### [ТЕКСТ ДЛЯ ЧТЕНИЯ]
Члены парламента, одного из могущественных суверенных собраний королевства, не согласились с приказами короля. Первый председатель выступил с резкой речью, критикуя короля за попытку навязать реформы. Его коллега Антуан-Луи Сегье воздал должное королю, который не остался равнодушным к «отчаянному положению» многих бедных французов, неспособных «заработать себе пропитание». Но он умолял короля не перекладывать поддержку бедняков на плечи «владельцев собственности». Члены парламента признавали бедственное положение крестьянства. Как сильные мира сего, они не хотели нести финансовую ответственность за решение этой проблемы17.
Но король пришел не слушать, а требовать. Цель lit de justice (буквально: «ложе справедливости») заключалась в том, чтобы призвать короля как источник правосудия и дать ему возможность возобладать над волей своих подданных – даже упрямых дворян из парламента, – не оставив им другого выбора, кроме как «внести в реестр» (ратифицировать) эти указы. Когда все закончилось, когда они это сделали, король снова заговорил. Он произнес всего несколько коротких фраз: «Я жду, что вы будете подчиняться моим желаниям. Я желаю править только справедливым и законным образом. Если возникнут затруднения, я разрешу их». Затем он встал и «отбыл в том же порядке, в каком прибыл»18. Заседание lit de justice было окончено.
Реформы, которые король протолкнул через парламент в 1776 году, вполне соответствовали своему времени. Они могли дать толчок экономическим и социальным изменениям в королевстве и сгладить некоторые застарелые проявления неравенства. Но сам ритуал lit de justice, послуживший средством утверждения этих реформ, можно было назвать каким угодно, только не современным. Ритуал воспроизводил образ мира, застывшего в полной неподвижности. Резкий контраст между содержанием социальных реформ, которые продвигал король, и тем, каким способом он навязывал их своим непокорным подданным, отражал более масштабный парадокс того времени: эпоха революций зарождалась в неоспоримо иерархическом мире.

### [ЗАДАНИЕ 1]
Покажите все строки ниже, в которых есть слово "facade", и учитывайте регистр букв.

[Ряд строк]
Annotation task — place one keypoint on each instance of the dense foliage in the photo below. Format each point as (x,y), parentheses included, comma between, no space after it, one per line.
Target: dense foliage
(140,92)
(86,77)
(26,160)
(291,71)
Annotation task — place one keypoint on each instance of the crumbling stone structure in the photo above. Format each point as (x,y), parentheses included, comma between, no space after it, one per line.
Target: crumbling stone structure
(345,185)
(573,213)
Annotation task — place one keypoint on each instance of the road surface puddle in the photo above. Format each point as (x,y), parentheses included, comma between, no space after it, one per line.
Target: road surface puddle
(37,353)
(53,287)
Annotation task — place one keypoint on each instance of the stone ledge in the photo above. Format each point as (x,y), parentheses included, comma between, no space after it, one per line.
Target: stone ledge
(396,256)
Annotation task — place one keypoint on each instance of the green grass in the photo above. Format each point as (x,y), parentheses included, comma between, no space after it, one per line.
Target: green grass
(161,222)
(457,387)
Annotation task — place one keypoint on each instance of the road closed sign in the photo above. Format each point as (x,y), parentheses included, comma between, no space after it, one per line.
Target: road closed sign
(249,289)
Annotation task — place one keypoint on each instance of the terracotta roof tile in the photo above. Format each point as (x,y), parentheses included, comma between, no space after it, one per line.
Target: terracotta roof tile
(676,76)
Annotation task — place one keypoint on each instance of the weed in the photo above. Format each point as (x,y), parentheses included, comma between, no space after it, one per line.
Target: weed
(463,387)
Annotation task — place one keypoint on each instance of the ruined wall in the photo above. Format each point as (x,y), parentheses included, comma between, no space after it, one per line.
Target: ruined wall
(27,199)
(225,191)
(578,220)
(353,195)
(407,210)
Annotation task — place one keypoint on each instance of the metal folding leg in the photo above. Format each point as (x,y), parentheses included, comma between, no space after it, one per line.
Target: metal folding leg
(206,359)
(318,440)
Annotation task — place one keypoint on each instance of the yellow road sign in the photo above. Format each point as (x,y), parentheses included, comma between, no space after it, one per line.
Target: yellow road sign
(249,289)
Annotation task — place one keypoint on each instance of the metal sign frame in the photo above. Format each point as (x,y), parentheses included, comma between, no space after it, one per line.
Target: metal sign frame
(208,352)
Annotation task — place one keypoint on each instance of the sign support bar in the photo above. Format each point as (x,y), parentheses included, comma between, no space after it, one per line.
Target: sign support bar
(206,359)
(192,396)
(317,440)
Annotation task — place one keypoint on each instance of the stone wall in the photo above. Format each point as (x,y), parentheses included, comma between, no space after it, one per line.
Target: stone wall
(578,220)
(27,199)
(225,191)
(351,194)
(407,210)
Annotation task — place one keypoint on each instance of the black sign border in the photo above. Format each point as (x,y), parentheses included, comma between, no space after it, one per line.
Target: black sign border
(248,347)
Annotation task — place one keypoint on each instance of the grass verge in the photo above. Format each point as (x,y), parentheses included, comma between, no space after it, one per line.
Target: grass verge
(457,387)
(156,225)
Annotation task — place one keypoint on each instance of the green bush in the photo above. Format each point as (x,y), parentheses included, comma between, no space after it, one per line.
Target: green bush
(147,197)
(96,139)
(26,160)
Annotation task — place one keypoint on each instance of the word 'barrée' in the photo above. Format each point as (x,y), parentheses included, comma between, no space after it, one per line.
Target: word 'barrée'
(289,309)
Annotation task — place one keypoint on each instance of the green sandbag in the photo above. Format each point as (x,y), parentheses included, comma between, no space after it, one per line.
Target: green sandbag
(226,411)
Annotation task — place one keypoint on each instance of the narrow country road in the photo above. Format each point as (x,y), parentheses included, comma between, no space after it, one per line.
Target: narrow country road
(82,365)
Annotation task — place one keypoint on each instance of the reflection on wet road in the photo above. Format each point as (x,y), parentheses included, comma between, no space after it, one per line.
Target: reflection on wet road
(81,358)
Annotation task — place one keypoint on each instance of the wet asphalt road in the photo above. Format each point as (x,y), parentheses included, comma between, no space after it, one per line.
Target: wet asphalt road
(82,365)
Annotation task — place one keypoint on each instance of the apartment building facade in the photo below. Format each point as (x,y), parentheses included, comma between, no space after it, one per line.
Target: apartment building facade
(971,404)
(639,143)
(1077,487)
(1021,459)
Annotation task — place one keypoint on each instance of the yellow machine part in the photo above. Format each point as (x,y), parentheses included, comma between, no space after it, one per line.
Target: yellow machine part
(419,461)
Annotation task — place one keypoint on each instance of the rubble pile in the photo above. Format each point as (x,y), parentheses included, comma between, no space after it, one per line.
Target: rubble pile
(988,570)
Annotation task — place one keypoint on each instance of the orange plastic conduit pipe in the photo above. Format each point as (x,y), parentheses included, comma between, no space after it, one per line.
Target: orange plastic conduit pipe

### [ЗАДАНИЕ 2]
Перескажите короче абзац из текста о заседании lit de justice выше, который начинается словами «Реформы, которые король протолкнул», и сохраните его главные факты.

### [РЕЗУЛЬТАТ ЗАДАНИЯ 1]
Annotation task — place one keypoint on each instance of the apartment building facade in the photo below. Format each point as (x,y), parentheses included, comma between, no space after it, one per line.
Target: apartment building facade

### [РЕЗУЛЬТАТ ЗАДАНИЯ 2]
Реформы, которые король провел через парламент в 1776 году, соответствовали своему времени. Они могли подтолкнуть экономические и социальные перемены и сгладить часть старого неравенства. Но ритуал lit de justice, через который их утвердили, был совсем не современным и изображал мир, застывший в полной неподвижности. Резкая разница между содержанием реформ и тем, как король навязывал их непокорным подданным, отражала большой парадокс эпохи: время революций начиналось в явно иерархическом мире.